DESCRIPTION OF THE TASK:
Reproduce every item below word for word, leaving out the pictures.

[Stored data entries]
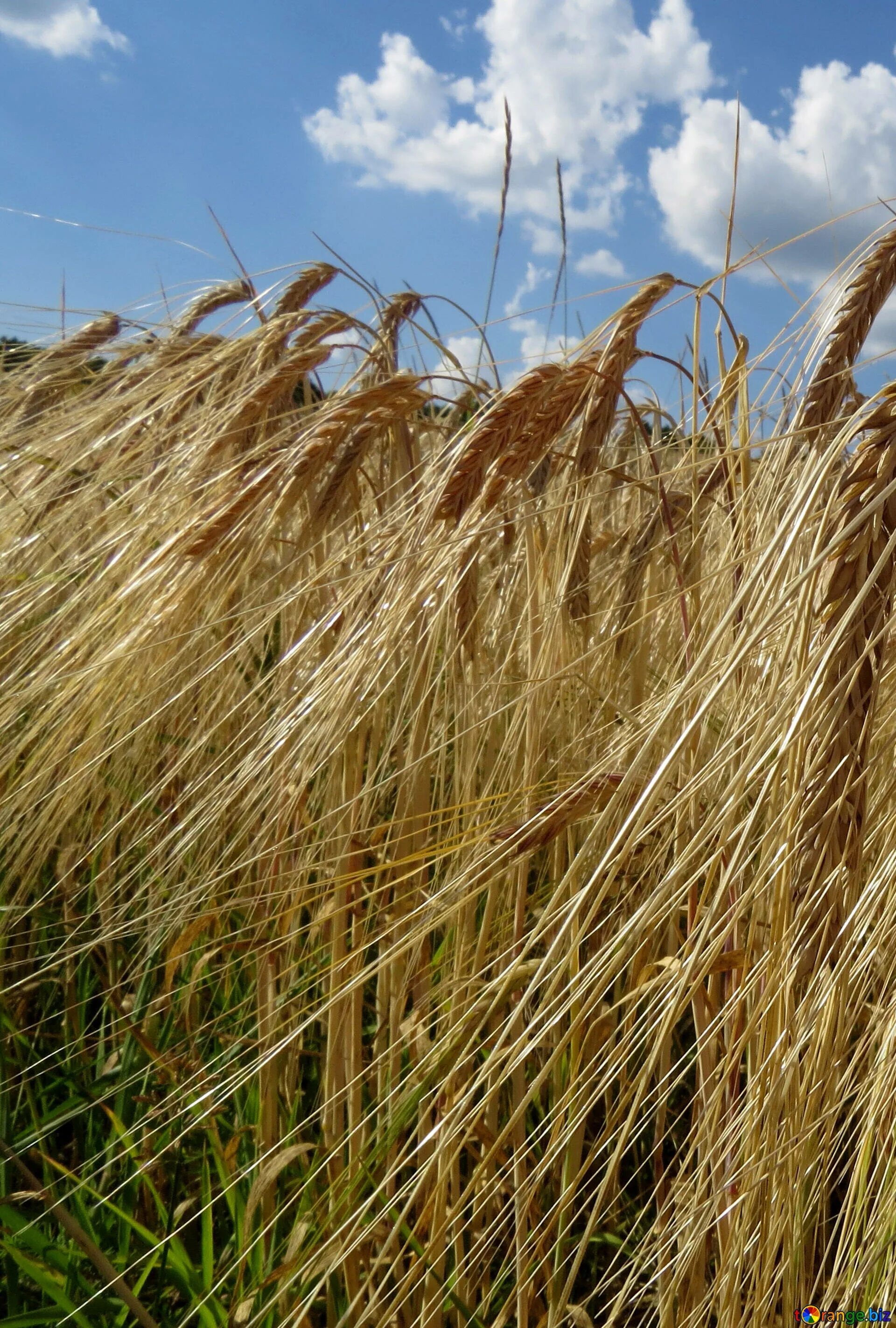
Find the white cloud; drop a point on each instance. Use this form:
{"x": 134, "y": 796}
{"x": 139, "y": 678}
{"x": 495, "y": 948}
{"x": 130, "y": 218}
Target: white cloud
{"x": 578, "y": 76}
{"x": 601, "y": 263}
{"x": 835, "y": 153}
{"x": 533, "y": 280}
{"x": 60, "y": 27}
{"x": 472, "y": 355}
{"x": 455, "y": 26}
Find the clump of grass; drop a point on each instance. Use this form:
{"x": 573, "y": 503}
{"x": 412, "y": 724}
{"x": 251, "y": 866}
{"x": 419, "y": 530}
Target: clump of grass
{"x": 429, "y": 898}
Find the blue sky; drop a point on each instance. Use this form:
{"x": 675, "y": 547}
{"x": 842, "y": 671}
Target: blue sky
{"x": 378, "y": 125}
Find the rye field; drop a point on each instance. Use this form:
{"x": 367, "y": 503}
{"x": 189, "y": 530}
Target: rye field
{"x": 448, "y": 833}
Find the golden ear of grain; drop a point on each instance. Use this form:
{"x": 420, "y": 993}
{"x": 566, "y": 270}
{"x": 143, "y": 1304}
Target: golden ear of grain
{"x": 501, "y": 426}
{"x": 862, "y": 305}
{"x": 854, "y": 610}
{"x": 557, "y": 816}
{"x": 612, "y": 363}
{"x": 573, "y": 390}
{"x": 310, "y": 283}
{"x": 384, "y": 354}
{"x": 209, "y": 302}
{"x": 404, "y": 399}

SOLUTION TO THIS PROBLEM:
Find the white cloud; drop a point on each instance. Use this form:
{"x": 134, "y": 796}
{"x": 139, "y": 678}
{"x": 495, "y": 948}
{"x": 130, "y": 218}
Target: white cloud
{"x": 578, "y": 76}
{"x": 601, "y": 263}
{"x": 835, "y": 153}
{"x": 533, "y": 280}
{"x": 60, "y": 27}
{"x": 472, "y": 355}
{"x": 455, "y": 26}
Find the clump of grass; drop a point on each instance. Use this form:
{"x": 573, "y": 503}
{"x": 412, "y": 724}
{"x": 251, "y": 866}
{"x": 419, "y": 530}
Target: clump of grass
{"x": 429, "y": 898}
Find the blue sky; drop a point on each instance. Use this form:
{"x": 675, "y": 547}
{"x": 842, "y": 671}
Target: blue sky
{"x": 378, "y": 125}
Find the rye field; drop a point on each instance. Use this form:
{"x": 367, "y": 503}
{"x": 189, "y": 530}
Target: rye field
{"x": 448, "y": 833}
Find the golden ear of grain; drop a point on each instance. Use this form:
{"x": 420, "y": 993}
{"x": 566, "y": 270}
{"x": 143, "y": 1304}
Target: golden ear of grain
{"x": 501, "y": 426}
{"x": 862, "y": 305}
{"x": 854, "y": 610}
{"x": 557, "y": 816}
{"x": 612, "y": 363}
{"x": 573, "y": 390}
{"x": 310, "y": 283}
{"x": 384, "y": 354}
{"x": 209, "y": 302}
{"x": 404, "y": 399}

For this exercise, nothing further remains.